▶ [Task material]:
===
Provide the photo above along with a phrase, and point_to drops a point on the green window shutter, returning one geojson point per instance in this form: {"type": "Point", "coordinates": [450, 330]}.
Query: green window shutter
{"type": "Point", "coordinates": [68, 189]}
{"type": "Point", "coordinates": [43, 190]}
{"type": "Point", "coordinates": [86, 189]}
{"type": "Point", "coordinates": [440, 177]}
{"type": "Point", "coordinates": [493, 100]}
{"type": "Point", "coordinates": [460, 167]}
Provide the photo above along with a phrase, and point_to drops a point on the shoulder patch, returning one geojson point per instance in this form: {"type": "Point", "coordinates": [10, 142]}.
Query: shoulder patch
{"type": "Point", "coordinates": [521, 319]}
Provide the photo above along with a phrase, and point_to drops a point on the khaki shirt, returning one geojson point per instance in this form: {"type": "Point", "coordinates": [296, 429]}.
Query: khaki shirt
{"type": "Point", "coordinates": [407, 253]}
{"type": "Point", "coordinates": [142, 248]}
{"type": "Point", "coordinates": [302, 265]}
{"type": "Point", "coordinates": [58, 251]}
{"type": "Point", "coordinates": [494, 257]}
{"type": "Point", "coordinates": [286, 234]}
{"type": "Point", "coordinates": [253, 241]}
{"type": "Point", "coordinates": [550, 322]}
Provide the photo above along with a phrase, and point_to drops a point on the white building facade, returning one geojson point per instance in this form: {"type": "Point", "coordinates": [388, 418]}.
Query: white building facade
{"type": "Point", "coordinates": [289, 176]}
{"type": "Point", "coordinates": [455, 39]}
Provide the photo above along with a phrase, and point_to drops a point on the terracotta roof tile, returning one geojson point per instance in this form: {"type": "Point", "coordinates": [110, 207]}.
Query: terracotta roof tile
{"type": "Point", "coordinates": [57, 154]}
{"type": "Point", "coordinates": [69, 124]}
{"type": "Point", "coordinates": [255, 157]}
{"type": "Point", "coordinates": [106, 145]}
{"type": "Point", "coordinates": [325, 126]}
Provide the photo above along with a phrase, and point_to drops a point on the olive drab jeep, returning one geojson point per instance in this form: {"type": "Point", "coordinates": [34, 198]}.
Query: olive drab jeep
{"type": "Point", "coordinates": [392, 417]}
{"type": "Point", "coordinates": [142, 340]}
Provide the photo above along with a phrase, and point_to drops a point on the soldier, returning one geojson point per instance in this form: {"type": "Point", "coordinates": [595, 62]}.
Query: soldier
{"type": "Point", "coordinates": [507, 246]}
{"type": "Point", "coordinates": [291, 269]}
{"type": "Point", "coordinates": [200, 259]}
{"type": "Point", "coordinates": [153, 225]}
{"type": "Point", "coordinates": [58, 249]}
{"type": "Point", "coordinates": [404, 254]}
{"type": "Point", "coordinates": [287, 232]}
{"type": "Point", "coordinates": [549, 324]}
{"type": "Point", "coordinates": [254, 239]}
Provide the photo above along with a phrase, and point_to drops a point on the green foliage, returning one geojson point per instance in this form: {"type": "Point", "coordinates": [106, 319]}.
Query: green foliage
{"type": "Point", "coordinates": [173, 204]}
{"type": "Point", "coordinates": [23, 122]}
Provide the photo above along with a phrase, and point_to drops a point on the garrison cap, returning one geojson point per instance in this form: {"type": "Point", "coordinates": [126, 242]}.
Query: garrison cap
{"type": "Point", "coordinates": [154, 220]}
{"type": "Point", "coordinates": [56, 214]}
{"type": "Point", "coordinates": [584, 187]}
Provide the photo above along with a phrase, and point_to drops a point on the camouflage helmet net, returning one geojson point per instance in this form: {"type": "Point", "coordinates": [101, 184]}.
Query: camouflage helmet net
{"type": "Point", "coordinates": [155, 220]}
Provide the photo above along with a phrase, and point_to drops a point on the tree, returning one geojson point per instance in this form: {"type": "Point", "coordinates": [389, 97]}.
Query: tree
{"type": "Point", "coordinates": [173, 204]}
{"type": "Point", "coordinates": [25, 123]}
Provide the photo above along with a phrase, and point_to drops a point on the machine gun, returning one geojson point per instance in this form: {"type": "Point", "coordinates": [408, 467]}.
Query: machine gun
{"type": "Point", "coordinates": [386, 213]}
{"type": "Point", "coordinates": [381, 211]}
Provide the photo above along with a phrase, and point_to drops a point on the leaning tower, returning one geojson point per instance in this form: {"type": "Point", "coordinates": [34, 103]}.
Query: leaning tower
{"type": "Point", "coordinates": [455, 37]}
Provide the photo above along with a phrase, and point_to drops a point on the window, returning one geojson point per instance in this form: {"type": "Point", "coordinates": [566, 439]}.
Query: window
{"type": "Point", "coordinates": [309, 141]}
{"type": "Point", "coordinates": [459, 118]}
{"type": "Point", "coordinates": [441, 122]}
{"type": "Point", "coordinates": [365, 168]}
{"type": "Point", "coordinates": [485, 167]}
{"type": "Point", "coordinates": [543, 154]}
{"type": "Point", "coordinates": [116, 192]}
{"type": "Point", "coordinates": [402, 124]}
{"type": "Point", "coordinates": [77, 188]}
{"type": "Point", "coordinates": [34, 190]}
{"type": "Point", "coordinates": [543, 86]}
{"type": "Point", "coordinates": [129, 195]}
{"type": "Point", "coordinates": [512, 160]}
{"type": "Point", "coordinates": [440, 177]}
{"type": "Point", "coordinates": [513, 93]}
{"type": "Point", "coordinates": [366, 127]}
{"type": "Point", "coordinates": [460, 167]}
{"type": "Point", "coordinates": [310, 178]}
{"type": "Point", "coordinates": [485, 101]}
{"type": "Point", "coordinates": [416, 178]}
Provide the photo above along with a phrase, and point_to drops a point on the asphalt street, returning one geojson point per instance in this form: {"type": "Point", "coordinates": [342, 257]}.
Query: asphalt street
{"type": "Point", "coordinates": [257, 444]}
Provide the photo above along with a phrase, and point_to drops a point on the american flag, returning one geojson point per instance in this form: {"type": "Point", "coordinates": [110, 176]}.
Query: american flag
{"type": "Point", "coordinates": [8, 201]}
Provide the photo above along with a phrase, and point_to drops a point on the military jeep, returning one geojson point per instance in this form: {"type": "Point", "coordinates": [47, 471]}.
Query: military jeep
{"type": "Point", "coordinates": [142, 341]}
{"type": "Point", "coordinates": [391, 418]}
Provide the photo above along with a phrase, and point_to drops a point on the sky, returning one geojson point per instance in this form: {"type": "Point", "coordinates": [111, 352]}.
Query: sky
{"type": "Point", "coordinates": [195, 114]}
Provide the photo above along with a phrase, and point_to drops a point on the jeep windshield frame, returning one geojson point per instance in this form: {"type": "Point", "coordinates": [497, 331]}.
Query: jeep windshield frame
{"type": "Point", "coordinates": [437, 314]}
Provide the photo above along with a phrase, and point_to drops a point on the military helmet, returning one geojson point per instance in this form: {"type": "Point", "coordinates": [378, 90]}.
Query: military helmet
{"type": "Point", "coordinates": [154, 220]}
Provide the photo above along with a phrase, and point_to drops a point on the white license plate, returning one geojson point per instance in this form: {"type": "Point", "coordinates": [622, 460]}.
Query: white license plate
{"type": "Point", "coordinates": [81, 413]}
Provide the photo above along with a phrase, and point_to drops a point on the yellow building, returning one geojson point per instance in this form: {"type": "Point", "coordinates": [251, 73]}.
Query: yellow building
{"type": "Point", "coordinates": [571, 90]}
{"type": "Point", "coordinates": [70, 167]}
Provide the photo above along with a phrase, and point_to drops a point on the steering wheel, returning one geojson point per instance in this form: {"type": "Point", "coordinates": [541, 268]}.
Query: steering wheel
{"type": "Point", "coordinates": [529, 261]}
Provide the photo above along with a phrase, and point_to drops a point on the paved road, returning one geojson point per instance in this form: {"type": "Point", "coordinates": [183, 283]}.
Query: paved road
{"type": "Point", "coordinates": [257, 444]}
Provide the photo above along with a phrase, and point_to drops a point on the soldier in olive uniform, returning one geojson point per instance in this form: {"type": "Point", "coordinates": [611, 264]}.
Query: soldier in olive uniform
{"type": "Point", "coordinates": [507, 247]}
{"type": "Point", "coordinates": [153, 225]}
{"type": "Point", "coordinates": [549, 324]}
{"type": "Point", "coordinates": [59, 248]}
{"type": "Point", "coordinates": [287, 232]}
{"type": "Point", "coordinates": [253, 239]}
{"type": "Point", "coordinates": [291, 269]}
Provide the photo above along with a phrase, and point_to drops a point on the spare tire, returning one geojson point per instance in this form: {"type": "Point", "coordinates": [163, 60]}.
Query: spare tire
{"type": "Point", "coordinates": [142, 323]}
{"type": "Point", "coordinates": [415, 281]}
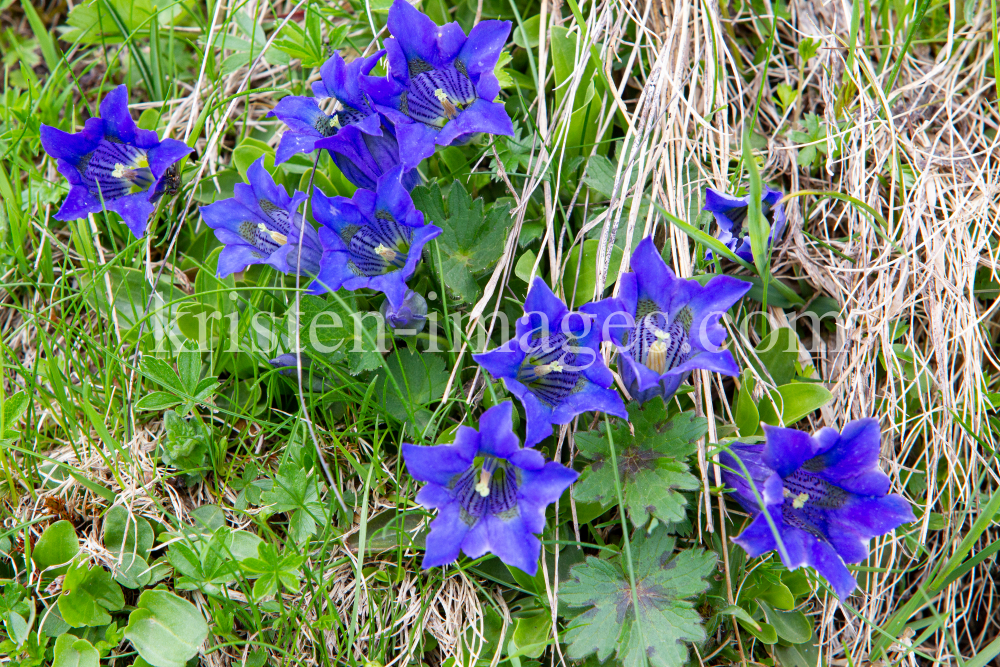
===
▶ [Instruction]: Display every line of the listing that contains the word "plate". Case counts.

▶ [Exercise solution]:
Provide the photo above along with a phrase, and point_to drops a point on the white license plate, returning one geojson point per instance in this form: {"type": "Point", "coordinates": [622, 460]}.
Query: white license plate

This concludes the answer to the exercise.